- Activities
1. Answer these questions using the essay on stem cell research and idolatry:
(a) What did President Obama lift the ban on?
(b) According to section 1.1, what is the writer's vocation?
(c) According to section 1.2, into what can embryonic stem cells morph?
2. From the essay on stem cell research and idolatry, return everything from "Stem Cell Research vs." down to "politically irresponsible POLICY.", reproduced word for word.
3. Write the next part of the essay on stem cell research and idolatry, picking up after its final sentence.

Top of Provided text

Stem Cell Research vs. Idolatry
When he lifted the ban on federal funding for embryonic stem cell research, President Obama said, 'As a person of faith...I believe we have been given the capacity and will to pursue this research...and the humanity and conscience to do so responsibly." Do you agree?
Yes. I, as also a person of faith, agree.
1.....While the President is an evangelical-liberal Christian, the "faith" his statement specifies is that God the Creator has "given" humanity a gift which we treat "responsibly" when we "pursue this [embryonic stem cell] research" with "humanity and conscience." Negatively put, the executive order he signed today revoked a spiritually, morally, intellectually, and politically irresponsible POLICY.
1.1.....Revoked what was spiritually irresponsible. Rightly, Obama's reference to deity was indirect and in the passive voice: he is not a preacher, and does well to avoid sounding like one. I am a preacher, and translate into religious language what he said: God gives humanity gifts, and expects us to use them for the common good. To the extent that government hinders citizens from developing and using God's gifts, government is against the will of God.
1.2.....Revoked what was morally irresponsible. The moral duty of all medics is to be the best health-news they can manage to be. Those in bio-medical research can be good news by using adult stem cells, and better news by using embryonic stem cells capable of morphing (as replacement tissues) into any cells of the body. In specifically excluding from government support most of the categories of embryonic stem cells, the old policy was immoral: good news is an enemy of better news.
1.3.....Revoked what was intellectually irresponsible. Modern methodological and technological extensions of the human brain-mind have made real what before was only possible and, before that, unimaginable. Functionally, we have more "intellect" to be responsible for; and it is irresponsible for society to restrict unduly the freedom to use this expanded intellect for the common good.

Bottom of Provided text
Top of Source data

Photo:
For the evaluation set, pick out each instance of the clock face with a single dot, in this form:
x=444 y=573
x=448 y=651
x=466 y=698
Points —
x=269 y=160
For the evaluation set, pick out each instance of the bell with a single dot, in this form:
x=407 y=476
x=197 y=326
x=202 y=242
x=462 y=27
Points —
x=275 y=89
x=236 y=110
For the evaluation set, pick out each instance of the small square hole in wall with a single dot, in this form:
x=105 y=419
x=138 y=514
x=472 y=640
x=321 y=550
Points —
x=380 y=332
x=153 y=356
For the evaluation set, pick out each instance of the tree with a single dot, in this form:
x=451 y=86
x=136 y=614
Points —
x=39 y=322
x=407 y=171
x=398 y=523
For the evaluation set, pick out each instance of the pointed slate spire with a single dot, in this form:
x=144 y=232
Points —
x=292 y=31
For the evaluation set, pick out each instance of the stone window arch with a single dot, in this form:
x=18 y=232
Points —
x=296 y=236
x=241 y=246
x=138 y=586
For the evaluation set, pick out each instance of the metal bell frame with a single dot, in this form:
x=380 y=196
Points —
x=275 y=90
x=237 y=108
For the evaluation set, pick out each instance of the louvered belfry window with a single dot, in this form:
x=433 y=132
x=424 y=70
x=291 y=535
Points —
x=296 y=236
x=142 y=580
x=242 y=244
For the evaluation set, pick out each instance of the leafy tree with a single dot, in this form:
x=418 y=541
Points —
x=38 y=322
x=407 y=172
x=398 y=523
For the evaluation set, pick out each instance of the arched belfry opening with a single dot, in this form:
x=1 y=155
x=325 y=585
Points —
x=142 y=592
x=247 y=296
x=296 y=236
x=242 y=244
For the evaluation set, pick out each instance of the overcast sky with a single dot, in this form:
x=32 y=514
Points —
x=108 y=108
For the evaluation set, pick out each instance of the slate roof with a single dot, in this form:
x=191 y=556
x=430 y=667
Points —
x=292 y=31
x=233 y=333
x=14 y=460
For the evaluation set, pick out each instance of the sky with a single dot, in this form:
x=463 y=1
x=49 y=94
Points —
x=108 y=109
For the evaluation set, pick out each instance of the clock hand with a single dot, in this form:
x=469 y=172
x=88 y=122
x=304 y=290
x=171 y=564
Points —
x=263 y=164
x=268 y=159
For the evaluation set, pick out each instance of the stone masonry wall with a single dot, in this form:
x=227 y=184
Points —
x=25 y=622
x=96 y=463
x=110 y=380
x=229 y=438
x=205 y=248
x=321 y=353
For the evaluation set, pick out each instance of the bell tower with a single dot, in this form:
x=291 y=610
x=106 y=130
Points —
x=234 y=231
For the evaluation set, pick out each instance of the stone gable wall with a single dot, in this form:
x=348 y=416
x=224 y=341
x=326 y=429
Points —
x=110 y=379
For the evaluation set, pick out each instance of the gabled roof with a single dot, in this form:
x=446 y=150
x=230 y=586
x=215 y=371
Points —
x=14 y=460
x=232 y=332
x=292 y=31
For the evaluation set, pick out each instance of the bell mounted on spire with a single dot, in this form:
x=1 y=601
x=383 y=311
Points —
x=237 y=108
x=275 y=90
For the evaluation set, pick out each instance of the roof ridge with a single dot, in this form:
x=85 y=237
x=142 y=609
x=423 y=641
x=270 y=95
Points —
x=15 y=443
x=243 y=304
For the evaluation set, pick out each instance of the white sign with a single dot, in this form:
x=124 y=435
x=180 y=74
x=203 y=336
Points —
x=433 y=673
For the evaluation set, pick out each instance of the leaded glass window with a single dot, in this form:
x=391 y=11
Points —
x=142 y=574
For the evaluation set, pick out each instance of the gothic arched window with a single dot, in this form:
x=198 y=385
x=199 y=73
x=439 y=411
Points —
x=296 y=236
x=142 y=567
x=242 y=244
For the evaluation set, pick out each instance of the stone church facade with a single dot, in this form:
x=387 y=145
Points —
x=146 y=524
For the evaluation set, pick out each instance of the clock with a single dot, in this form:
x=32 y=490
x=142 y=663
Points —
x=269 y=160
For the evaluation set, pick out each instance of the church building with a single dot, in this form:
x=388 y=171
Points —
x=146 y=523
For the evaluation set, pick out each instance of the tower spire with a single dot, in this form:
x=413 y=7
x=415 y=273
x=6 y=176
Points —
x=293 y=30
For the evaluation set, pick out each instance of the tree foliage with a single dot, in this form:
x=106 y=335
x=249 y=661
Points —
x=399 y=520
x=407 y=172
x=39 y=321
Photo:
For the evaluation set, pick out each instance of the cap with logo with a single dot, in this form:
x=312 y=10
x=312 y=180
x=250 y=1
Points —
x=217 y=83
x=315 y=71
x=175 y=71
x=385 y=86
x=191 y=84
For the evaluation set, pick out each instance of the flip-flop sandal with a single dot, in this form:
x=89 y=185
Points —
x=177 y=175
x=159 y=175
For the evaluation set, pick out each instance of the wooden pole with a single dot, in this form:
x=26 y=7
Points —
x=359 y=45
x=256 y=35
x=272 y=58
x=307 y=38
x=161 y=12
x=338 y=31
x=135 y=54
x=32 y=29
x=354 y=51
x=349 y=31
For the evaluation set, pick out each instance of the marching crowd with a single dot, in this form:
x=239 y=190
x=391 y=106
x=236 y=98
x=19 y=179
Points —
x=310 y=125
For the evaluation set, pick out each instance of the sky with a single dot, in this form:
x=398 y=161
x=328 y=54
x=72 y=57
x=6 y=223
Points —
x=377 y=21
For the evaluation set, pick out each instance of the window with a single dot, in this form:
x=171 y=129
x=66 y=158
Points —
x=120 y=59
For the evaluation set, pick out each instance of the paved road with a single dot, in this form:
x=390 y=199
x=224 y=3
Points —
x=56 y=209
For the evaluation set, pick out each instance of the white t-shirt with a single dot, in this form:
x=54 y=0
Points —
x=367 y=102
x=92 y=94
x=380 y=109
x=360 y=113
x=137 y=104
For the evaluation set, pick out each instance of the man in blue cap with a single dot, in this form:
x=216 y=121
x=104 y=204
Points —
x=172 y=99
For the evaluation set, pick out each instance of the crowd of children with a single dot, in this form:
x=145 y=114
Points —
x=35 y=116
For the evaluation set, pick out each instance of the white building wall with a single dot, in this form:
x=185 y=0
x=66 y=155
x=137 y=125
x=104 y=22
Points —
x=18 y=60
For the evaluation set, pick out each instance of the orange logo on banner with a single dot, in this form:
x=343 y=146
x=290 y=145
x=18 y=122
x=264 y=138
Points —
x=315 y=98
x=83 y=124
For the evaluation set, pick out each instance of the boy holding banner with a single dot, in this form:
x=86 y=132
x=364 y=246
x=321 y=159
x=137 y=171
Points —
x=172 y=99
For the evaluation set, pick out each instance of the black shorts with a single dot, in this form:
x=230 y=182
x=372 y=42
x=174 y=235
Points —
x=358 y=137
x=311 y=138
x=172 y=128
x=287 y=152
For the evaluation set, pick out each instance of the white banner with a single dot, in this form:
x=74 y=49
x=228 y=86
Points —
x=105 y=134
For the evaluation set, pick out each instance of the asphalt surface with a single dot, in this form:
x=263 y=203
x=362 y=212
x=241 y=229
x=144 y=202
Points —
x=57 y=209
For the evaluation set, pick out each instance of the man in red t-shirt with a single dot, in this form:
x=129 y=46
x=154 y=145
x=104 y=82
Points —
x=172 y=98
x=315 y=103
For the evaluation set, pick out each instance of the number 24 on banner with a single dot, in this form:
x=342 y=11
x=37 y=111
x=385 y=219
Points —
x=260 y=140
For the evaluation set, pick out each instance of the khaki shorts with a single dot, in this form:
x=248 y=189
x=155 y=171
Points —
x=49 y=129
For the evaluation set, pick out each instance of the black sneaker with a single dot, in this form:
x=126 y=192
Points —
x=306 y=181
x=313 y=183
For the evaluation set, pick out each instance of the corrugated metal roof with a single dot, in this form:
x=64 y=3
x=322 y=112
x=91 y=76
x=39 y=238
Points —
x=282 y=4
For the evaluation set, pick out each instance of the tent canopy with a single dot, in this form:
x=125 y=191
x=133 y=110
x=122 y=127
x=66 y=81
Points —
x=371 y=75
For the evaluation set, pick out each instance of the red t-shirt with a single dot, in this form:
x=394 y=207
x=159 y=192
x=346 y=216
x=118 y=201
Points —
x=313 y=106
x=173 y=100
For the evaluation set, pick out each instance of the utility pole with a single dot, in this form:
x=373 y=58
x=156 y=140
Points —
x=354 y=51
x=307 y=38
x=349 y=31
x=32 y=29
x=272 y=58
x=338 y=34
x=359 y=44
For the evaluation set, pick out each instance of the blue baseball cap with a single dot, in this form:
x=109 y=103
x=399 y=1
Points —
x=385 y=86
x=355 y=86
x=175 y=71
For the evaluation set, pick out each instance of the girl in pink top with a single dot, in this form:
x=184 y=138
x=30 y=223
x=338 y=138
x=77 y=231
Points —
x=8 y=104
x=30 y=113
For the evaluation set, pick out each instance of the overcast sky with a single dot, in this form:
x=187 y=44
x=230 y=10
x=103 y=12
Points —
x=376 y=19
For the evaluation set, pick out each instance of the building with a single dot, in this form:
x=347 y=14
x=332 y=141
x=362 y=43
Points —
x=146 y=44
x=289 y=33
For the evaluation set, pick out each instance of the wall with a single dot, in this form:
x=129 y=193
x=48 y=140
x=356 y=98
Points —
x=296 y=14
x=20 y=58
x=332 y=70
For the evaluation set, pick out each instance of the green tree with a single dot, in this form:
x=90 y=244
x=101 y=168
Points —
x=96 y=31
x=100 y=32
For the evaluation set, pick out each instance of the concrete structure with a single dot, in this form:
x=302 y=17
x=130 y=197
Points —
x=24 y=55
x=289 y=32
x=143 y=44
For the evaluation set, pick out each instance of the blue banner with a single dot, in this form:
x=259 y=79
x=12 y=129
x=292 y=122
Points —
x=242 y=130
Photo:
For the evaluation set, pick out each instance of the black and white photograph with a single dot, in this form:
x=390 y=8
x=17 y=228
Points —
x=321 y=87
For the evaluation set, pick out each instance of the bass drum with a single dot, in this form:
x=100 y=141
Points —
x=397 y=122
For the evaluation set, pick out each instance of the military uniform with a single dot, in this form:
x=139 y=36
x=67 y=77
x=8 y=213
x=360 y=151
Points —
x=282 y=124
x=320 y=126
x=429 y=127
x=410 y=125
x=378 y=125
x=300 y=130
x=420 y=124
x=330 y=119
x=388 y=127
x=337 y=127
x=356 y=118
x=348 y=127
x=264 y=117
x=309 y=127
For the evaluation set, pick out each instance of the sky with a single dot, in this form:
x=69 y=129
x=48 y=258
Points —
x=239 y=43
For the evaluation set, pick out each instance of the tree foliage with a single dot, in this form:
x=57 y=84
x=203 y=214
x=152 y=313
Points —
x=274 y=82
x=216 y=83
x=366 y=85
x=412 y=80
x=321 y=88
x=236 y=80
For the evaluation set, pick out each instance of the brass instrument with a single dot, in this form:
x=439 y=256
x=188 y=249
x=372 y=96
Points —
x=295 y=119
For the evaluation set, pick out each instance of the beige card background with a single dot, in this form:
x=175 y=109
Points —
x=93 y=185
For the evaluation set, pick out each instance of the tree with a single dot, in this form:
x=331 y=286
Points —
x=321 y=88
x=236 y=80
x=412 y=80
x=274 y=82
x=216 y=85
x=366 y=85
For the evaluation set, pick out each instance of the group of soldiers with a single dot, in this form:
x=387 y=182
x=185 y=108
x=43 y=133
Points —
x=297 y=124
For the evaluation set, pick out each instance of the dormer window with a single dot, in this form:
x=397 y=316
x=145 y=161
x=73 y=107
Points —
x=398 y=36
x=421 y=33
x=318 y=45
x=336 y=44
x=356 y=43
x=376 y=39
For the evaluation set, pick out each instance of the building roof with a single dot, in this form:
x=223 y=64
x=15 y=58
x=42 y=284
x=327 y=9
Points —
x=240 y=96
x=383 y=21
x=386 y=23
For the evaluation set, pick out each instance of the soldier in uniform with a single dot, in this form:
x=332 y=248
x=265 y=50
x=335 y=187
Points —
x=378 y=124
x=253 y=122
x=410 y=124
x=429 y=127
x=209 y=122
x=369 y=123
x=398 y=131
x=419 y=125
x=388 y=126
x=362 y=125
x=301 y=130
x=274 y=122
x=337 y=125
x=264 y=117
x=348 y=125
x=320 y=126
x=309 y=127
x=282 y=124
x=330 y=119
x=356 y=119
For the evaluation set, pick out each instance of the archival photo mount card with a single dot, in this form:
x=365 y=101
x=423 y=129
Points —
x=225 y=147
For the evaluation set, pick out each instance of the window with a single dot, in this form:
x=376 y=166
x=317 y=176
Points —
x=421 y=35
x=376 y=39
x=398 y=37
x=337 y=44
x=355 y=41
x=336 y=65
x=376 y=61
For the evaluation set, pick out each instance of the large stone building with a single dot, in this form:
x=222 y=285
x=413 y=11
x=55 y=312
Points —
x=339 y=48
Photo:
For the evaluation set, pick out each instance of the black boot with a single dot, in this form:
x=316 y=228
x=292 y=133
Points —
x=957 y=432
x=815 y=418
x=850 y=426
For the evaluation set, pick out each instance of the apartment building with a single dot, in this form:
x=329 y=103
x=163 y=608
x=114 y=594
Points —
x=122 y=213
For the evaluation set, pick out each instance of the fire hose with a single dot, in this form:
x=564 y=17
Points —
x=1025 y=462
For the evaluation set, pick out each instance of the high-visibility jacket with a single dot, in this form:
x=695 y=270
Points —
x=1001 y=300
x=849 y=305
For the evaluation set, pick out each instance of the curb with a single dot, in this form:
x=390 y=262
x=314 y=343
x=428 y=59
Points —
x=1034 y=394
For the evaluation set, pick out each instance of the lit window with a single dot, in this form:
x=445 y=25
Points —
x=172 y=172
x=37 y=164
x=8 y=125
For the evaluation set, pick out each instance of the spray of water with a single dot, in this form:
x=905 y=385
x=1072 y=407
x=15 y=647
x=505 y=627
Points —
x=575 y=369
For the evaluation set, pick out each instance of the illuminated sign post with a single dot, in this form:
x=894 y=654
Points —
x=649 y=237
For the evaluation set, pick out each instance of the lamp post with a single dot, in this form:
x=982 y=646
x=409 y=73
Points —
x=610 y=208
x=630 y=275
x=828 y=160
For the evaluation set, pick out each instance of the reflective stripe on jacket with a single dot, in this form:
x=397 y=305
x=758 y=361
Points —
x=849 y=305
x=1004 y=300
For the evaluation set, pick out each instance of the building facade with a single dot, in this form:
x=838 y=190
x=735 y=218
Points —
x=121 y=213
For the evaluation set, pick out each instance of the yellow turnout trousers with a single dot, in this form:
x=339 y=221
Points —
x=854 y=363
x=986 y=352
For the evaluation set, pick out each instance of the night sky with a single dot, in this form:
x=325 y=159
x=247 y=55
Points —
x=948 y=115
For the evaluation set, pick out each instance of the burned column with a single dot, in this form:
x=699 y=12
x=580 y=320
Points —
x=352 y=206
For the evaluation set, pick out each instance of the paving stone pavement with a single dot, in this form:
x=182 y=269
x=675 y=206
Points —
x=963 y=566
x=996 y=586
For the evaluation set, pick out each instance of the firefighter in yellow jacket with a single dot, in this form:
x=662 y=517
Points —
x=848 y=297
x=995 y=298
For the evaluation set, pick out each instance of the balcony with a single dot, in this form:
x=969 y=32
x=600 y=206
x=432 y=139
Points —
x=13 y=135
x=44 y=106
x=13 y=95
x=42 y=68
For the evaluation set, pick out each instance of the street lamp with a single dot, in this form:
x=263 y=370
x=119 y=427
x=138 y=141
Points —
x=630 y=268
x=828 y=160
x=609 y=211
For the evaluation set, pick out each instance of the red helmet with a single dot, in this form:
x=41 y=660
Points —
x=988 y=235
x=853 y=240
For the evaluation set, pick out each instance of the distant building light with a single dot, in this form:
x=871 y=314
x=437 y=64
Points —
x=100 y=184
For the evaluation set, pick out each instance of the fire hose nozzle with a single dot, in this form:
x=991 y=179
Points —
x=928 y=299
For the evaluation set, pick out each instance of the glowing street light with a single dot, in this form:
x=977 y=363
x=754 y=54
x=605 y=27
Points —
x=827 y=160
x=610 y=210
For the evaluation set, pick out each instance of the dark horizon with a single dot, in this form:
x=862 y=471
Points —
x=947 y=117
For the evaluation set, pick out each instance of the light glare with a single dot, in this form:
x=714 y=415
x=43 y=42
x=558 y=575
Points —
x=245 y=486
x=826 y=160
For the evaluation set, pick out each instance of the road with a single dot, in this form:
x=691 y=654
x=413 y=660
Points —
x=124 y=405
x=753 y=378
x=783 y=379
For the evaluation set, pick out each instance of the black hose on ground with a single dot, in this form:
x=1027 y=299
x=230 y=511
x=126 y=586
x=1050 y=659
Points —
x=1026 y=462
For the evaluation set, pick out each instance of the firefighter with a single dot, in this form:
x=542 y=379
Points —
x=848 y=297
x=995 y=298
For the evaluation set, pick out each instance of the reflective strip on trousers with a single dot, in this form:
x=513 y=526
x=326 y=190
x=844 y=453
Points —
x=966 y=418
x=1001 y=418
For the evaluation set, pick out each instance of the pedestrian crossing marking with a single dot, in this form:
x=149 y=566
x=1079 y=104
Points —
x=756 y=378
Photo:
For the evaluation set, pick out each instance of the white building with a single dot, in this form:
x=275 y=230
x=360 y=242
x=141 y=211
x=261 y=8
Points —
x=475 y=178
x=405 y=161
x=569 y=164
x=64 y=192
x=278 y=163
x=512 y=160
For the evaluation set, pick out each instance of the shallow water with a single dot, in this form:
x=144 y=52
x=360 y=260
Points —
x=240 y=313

Bottom of Source data

- Expected responses
1.
(a) Federal funding for embryonic stem cell research.
(b) The writer is a preacher.
(c) Into any cells of the body, as replacement tissues.

2.
Stem Cell Research vs. Idolatry
When he lifted the ban on federal funding for embryonic stem cell research, President Obama said, 'As a person of faith...I believe we have been given the capacity and will to pursue this research...and the humanity and conscience to do so responsibly." Do you agree?
Yes. I, as also a person of faith, agree.
1.....While the President is an evangelical-liberal Christian, the "faith" his statement specifies is that God the Creator has "given" humanity a gift which we treat "responsibly" when we "pursue this [embryonic stem cell] research" with "humanity and conscience." Negatively put, the executive order he signed today revoked a spiritually, morally, intellectually, and politically irresponsible POLICY.

3.
1.4.....Revoked what was politically irresponsible. Our country is at a competitive disadvantage if our government imposes on scientific research unnecessary restrictions other governments do not impose on scientific research.
2.....But the developing and expanding field of MEDICAL ETHICS rightly addresses problems old and new in both the practice and the theory of medicine. One of the field's functions is to inform medics and the public of how religion, philosophy, art, and law bear on human health and healing. In hospitals, difficult cases are getting interdisciplinary treatment: the called committee may involve a medical-ethics chair, attending physicians and clergy, hospital chaplains, lawyers, and perhaps others. I know from experience how complex the decision-making can become. Bad listeners, stay away.
2.1.....The most basic difference among medical ethicists is between materialists (who see the human being as nothing but a material product of evolution - for example, "mind" as nothing other than "brain" in action), and
totalists, (who see the human being as an evolutionary emergent from the mind of God and possessed of both mind [or "spirit"] and body).
2.2.....Matter and spirit each should have appropriate respect. While more than an animal, a human being is an animal. My anthropology is binocular: seen from above, we are creatures; seen from below, we are animals. All medical ethicists, no matter their basic philosophy, face the question of "sacred" (that is, untouchable) limits on the scientific-and-medical treatment of human beings.
3.....While materialists are in danger of treating human beings with disrespect, we totalists are in the opposite danger, namely, over-respecting pre-born human beings. Human life begins at conception: each conceptus and embryo is a human being. But the pre-fetal stages of human life should be open to scientific study and medical use. And human beings should be called "persons" only as they are born with self-consciousness in the womb of the family. Yes, I am pro-choice; and I see the pro-life (anti-choice, anti-abortion) position as idolatrous.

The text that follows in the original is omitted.